* start LISTED ENTRIES *

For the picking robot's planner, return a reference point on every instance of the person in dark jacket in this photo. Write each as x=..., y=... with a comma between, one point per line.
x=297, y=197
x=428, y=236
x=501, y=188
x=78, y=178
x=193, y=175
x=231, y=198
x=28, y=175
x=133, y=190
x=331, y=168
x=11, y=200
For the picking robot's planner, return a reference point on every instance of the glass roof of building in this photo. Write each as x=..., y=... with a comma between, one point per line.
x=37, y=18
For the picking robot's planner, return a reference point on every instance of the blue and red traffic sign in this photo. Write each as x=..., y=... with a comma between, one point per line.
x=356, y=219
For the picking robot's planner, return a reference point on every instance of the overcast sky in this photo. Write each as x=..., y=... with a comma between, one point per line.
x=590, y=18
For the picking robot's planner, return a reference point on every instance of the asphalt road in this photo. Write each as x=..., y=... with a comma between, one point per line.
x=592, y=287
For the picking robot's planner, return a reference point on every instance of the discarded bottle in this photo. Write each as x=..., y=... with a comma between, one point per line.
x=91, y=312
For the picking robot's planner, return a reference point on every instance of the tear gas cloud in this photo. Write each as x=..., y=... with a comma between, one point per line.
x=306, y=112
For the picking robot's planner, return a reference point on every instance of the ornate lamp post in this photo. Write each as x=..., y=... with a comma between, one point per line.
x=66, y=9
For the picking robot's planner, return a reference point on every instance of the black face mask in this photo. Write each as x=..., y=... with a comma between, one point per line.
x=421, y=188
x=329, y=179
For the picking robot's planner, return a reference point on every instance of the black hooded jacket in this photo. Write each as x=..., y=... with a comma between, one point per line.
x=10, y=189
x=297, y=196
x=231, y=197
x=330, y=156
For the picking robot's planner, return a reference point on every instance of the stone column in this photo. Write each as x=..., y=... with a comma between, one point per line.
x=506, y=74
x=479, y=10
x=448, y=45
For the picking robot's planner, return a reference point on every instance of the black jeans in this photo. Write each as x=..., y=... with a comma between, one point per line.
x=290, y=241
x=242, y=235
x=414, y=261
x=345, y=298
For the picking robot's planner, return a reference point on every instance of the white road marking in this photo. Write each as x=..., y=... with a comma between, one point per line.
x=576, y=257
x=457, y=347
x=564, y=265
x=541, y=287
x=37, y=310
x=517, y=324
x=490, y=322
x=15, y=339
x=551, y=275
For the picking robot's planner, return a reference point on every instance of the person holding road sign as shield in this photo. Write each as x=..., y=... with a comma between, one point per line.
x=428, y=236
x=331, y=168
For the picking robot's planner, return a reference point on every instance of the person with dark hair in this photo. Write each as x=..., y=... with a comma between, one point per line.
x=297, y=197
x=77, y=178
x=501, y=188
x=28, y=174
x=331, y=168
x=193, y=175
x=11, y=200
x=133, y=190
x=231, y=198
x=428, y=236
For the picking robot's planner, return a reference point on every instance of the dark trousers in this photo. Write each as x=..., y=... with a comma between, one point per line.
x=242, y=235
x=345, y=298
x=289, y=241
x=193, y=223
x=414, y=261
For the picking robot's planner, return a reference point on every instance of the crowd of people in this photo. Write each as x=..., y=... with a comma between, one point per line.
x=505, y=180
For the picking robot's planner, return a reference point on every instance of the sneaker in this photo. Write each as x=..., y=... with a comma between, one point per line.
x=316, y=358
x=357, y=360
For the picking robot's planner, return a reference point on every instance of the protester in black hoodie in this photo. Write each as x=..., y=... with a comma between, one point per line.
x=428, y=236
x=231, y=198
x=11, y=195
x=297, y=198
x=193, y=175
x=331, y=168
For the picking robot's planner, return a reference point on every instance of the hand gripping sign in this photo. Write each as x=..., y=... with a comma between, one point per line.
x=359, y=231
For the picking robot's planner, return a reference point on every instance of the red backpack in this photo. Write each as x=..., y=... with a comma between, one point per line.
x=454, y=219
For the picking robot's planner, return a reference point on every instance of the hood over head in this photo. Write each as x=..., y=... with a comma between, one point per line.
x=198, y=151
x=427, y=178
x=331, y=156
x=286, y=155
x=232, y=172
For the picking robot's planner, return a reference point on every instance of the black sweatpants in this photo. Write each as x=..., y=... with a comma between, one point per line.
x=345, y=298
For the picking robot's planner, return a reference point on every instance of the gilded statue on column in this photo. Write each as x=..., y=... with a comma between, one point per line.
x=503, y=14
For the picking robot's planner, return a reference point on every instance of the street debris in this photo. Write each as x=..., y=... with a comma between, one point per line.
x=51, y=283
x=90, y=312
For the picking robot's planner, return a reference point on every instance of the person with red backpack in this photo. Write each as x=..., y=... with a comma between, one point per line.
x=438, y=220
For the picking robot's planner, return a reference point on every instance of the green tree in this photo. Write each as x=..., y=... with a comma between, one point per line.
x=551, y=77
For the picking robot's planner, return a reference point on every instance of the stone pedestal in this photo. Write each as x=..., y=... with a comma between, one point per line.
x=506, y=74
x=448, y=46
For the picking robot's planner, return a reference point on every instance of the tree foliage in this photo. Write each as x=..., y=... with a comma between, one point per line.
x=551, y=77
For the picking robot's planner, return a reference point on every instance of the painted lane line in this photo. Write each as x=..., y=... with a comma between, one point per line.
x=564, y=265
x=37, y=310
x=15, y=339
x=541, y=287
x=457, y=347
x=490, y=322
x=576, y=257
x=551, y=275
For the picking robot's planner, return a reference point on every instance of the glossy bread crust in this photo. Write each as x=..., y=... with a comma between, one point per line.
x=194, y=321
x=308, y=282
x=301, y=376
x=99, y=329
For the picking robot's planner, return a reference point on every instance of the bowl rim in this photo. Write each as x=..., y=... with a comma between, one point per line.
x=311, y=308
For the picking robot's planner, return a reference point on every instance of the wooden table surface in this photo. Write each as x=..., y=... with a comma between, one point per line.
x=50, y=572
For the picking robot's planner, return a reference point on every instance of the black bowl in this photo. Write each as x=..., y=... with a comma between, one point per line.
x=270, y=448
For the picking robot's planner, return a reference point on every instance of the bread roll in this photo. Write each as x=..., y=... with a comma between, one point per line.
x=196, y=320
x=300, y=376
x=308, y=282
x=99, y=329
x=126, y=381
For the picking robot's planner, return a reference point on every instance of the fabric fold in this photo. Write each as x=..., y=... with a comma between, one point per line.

* end LISTED ENTRIES *

### WORK REQUIRED
Starting at the top of the records and stopping after the line that contains "x=91, y=312", write those lines out again, requests included, and shift each coordinate in the answers by adding 124 to every x and y value.

### EXERCISE SOLUTION
For the picking robot's planner, return a reference point on every instance of the person in dark jacket in this photo. Write each as x=..., y=... with a comma between, one point per line.
x=421, y=321
x=552, y=360
x=625, y=312
x=202, y=302
x=317, y=299
x=355, y=322
x=152, y=299
x=257, y=314
x=455, y=292
x=135, y=324
For the picking robot's planner, return a reference point on every instance of the glass roof of building in this photo. Write each as x=..., y=... with a comma between, one point per line.
x=161, y=142
For the picking robot's planner, return a reference point on every instance of the blue and red traffic sign in this photo. Write each as x=..., y=... with a comma between, one point per line.
x=480, y=343
For the picking robot's planner, return a reference point on every instance of the overcast sky in this photo. Write each as x=..., y=... with a comma between, one point per line.
x=714, y=142
For the picking robot's planner, return a reference point on every instance of the asphalt road in this photo. Write each as x=..., y=... with a comma between, one point per line.
x=716, y=411
For the picking robot's planner, return a reference point on every instance of the discarded bottle in this photo. Write each as x=..., y=... with a comma between, one point per line.
x=215, y=436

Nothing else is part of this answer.